■ **Work required**:
Please copy the listing below word for word, without changing anything.

■ **Material provided**:
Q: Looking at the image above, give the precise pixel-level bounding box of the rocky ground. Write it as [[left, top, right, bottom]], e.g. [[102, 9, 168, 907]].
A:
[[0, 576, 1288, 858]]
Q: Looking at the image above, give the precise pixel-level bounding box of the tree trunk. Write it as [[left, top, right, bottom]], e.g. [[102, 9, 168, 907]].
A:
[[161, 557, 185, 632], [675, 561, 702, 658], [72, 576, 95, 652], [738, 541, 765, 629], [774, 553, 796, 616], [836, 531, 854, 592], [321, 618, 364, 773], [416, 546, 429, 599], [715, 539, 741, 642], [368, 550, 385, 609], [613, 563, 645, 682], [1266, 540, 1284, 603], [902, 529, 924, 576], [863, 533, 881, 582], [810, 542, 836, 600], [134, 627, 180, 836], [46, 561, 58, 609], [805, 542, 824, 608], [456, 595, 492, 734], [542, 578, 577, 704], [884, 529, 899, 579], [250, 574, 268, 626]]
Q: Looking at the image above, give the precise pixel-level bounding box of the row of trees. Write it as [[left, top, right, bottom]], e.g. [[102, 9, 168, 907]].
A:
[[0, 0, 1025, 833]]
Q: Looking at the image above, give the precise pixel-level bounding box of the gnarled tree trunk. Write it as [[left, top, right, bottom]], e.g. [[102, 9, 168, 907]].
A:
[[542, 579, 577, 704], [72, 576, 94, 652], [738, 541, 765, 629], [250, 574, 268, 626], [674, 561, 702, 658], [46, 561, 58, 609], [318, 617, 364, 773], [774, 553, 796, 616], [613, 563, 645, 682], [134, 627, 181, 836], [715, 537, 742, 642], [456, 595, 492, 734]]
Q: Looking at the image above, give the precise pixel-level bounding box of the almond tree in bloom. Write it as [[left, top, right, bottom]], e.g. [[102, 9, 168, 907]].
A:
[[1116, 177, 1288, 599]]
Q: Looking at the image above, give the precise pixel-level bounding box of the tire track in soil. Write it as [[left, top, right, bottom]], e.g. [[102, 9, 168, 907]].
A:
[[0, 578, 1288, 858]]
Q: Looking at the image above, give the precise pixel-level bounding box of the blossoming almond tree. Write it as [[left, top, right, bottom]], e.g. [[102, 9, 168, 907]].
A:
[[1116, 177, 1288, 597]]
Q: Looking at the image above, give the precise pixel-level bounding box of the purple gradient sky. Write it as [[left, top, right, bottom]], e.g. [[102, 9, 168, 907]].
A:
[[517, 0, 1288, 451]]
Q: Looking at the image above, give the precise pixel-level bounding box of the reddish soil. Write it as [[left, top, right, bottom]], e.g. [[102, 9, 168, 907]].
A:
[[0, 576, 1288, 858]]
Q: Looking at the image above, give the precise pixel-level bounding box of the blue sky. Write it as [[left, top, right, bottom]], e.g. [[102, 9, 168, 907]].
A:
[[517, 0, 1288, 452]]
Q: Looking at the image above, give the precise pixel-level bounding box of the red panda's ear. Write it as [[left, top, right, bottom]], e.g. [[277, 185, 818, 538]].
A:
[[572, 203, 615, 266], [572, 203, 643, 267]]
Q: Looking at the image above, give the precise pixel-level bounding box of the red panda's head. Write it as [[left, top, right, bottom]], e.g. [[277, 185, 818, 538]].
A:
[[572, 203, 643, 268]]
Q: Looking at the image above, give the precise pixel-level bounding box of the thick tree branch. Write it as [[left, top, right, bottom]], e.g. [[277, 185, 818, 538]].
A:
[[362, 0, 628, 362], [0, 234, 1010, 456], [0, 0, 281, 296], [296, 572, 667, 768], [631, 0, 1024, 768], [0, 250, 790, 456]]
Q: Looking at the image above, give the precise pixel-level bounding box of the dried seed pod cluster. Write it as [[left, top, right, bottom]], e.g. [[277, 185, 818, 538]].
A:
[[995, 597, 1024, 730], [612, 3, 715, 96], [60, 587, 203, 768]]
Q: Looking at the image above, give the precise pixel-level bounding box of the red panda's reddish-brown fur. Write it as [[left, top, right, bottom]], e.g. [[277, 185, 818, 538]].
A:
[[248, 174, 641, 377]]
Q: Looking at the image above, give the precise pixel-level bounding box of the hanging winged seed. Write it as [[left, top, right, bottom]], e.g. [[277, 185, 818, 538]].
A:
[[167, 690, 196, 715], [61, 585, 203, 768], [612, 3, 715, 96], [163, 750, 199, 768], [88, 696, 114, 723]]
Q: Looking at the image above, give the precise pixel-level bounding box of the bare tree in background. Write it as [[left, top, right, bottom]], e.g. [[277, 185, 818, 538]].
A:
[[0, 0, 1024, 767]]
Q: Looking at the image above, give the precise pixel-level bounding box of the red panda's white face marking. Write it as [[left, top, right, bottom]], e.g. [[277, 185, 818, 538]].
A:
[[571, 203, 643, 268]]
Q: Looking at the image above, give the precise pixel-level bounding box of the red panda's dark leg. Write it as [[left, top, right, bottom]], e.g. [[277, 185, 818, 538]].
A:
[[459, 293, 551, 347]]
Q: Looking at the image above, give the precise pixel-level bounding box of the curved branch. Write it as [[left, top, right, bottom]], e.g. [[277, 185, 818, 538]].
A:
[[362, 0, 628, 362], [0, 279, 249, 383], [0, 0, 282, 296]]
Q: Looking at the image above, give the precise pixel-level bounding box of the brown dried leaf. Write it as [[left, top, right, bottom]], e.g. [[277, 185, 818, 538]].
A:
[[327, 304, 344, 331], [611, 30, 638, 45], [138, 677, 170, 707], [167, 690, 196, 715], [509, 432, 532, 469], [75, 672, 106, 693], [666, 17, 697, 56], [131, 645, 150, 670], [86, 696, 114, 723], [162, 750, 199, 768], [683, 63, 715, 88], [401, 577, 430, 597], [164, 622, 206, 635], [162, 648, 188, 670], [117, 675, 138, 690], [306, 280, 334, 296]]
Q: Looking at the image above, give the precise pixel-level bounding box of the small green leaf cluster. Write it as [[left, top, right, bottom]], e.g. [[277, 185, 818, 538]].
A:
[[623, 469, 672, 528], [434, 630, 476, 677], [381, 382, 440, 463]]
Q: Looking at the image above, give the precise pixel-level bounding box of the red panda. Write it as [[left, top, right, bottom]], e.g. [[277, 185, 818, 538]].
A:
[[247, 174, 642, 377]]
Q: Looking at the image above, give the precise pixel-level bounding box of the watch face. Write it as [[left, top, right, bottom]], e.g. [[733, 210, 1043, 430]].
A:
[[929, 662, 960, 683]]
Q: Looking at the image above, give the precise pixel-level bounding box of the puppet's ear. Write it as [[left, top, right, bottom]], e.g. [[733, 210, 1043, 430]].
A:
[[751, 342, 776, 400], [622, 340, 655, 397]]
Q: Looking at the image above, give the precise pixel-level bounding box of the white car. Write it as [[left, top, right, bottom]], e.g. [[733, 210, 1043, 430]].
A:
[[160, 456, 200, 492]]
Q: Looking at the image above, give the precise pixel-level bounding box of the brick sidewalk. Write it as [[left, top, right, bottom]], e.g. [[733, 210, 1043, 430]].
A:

■ **Exercise answer**:
Q: Looking at the image above, give the precise pixel-level bounding box of the rocky ground. Write it as [[left, top, right, bottom]], e.g. [[102, 9, 168, 907]].
A:
[[0, 576, 1288, 858]]
Q: Looking at the image above, give the precise pixel-level bounding box of the tree trunk. Write it as [[left, top, right, bottom]], e.g. [[102, 9, 168, 907]].
A:
[[161, 557, 185, 632], [675, 561, 702, 658], [72, 576, 95, 652], [738, 541, 765, 629], [774, 553, 796, 616], [836, 531, 854, 592], [321, 618, 364, 773], [416, 546, 429, 599], [715, 539, 741, 642], [368, 550, 385, 609], [613, 563, 645, 682], [1266, 540, 1284, 603], [902, 529, 924, 576], [863, 533, 881, 582], [810, 542, 836, 600], [134, 627, 180, 836], [46, 561, 58, 609], [805, 542, 824, 608], [456, 595, 492, 734], [542, 578, 577, 704], [884, 529, 899, 579], [250, 574, 268, 626]]
Q: Looking at the image above, give the precise pixel-level bounding box of the row of trees. Write it as [[left, top, right, bottom]], e.g. [[102, 9, 168, 907]].
A:
[[0, 0, 1025, 833]]
Q: Looking at the image above, give the precise pixel-level bounding box of the gnarled tree trunk. Write it as [[left, top, right, bottom]], e.g. [[102, 9, 168, 907]].
A:
[[542, 579, 577, 704], [72, 576, 94, 652], [738, 541, 765, 629], [250, 574, 268, 626], [674, 561, 702, 658], [46, 561, 58, 609], [318, 617, 364, 773], [774, 553, 796, 616], [613, 563, 645, 682], [134, 627, 181, 836], [715, 537, 742, 642], [456, 595, 492, 734]]
Q: Looking at the image above, give the precise pixel-level bounding box of the almond tree in bloom. Write it as [[left, top, right, bottom]], e.g. [[102, 9, 168, 907]].
A:
[[1116, 177, 1288, 599]]
Q: Looking at the image above, give the precise pixel-level bounding box of the tire track in soil. Write it as [[left, top, right, bottom]], e.g. [[102, 9, 168, 907]].
A:
[[0, 578, 1288, 858]]
Q: Looking at the image above, give the precise pixel-level bounding box of the blossoming almond tree. Write it as [[left, top, right, bottom]], e.g. [[102, 9, 168, 907]].
A:
[[1116, 177, 1288, 597]]
Q: Looking at the image above, give the precise pixel-level bounding box of the purple gradient sky. Write it as [[left, top, right, bottom]], e.g. [[102, 9, 168, 907]].
A:
[[517, 0, 1288, 451]]
Q: Looking at the image above, give the precise pixel-level bounding box of the reddish soil. Write it as [[left, top, right, bottom]], e.g. [[102, 9, 168, 907]].
A:
[[0, 576, 1288, 858]]
Q: Looking at the image above, give the precise pixel-level bounding box of the blue sky. Write it as [[left, top, right, bottom]], e.g. [[102, 9, 168, 907]].
A:
[[517, 0, 1288, 452]]
Q: Looking at the image above, give the precise pixel-level bounding box of the red panda's ear. Write it as [[left, top, right, bottom]], e.g. [[277, 185, 818, 538]].
A:
[[572, 203, 615, 266], [572, 203, 643, 267]]
Q: Looking at the image above, give the precise pixel-level bounding box of the red panda's head. Write it as [[left, top, right, bottom]], e.g. [[277, 185, 818, 538]].
A:
[[572, 203, 643, 268]]
Q: Looking at the image above, give the precise pixel-level bounding box of the thick tree branch. Write it as [[left, top, right, bottom]], e.g. [[277, 185, 818, 538]].
A:
[[362, 0, 628, 362], [0, 234, 1010, 456], [0, 0, 281, 296], [296, 572, 667, 768], [631, 0, 1024, 768], [0, 250, 790, 456]]
Q: Looking at the image above, give the precise pixel-level bounding box of the dried seed pod cluster. Write it as [[left, top, right, bottom]], e.g. [[277, 185, 818, 538]].
A:
[[995, 597, 1024, 730], [612, 3, 715, 96], [60, 587, 203, 768]]
Q: Looking at the image above, give the precise pixel-level bounding box of the red panda's reddish-brown fur. Write it as [[left, top, right, bottom]], e.g. [[277, 185, 818, 538]].
A:
[[248, 174, 641, 377]]
Q: Looking at the image above, give the precise pixel-level bounding box of the hanging winged seed. Write it as [[left, top, right, bottom]], e.g. [[277, 185, 818, 538]].
A:
[[167, 690, 196, 715], [61, 585, 203, 768], [612, 3, 715, 96], [163, 750, 199, 768], [88, 696, 114, 723]]
Q: Looking at the image above, give the precise pixel-level bounding box of the bare tree in background. Write it as [[left, top, right, bottom]], e.g. [[277, 185, 818, 538]].
A:
[[0, 0, 1024, 767]]
Q: Looking at the image above, give the precise pixel-level bounding box of the red panda's white face marking. Write it as [[left, top, right, bottom]], e.g. [[277, 185, 818, 538]].
A:
[[571, 203, 643, 268]]
Q: Looking at the image above, give the precise pixel-level bounding box of the red panda's dark leg. Write it as [[left, top, right, bottom]], e.g. [[277, 185, 818, 538]].
A:
[[459, 293, 551, 347]]
Q: Looking at the image above, give the precise pixel-level bounding box of the curved branch. Write it as [[left, top, right, bottom]], e.g. [[277, 185, 818, 538]].
A:
[[362, 0, 628, 362], [0, 279, 249, 383], [0, 0, 282, 296]]
Q: Looking at the image above, give the precise pixel-level bounding box of the brown dried leaf. Write it as [[left, top, right, bottom]], e.g. [[277, 185, 818, 538]].
A:
[[327, 304, 344, 331], [611, 30, 638, 45], [138, 677, 170, 707], [167, 690, 196, 715], [509, 432, 532, 469], [75, 672, 106, 693], [666, 17, 697, 56], [131, 645, 150, 670], [86, 696, 114, 723], [162, 750, 199, 768], [683, 63, 715, 88], [401, 577, 430, 597], [164, 622, 206, 635], [162, 648, 188, 670], [117, 675, 138, 690], [306, 280, 334, 296]]
Q: Looking at the image above, give the precise pixel-level bounding box of the small green leaf cluster. Write it as [[left, top, right, bottom]], e.g. [[277, 185, 818, 538]].
A:
[[623, 469, 672, 528], [434, 630, 476, 677], [381, 382, 440, 463]]
Q: Looking at the image above, give the precise pixel-level bounding box of the red panda. Write it as [[left, top, right, bottom]], e.g. [[277, 185, 818, 538]].
A:
[[247, 174, 642, 377]]
Q: Looking at the image above, give the precise pixel-level bounding box of the watch face. Write it as [[left, top, right, bottom]], e.g. [[733, 210, 1043, 430]].
A:
[[929, 662, 960, 683]]
Q: Looking at the image above, give the precise pixel-level bounding box of the puppet's ear. Write it as [[left, top, right, bottom]], e.g. [[733, 210, 1043, 430]].
A:
[[751, 342, 776, 400], [622, 340, 655, 397]]
Q: Looking at the image above, give the precise pixel-level bounding box of the white car. Write it as [[left, top, right, bottom]], e.g. [[733, 210, 1043, 430]].
A:
[[160, 456, 200, 492]]
Q: Looking at the image above, give the precise pixel-level bounding box of the brick sidewalk. Write it as [[left, top, right, bottom]], e.g. [[733, 210, 1043, 430]].
A:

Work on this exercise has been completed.